__YOUR GOAL__. Give each entry back by retyping it exactly as written.

Point-per-instance localization data
════════
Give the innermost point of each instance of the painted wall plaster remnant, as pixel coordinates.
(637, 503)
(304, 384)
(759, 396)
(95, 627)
════════
__ANSWER TO THE PROBLEM__.
Give the innermost point of each instance of the painted wall plaster remnant, as pixel coordinates.
(637, 503)
(304, 384)
(759, 396)
(95, 627)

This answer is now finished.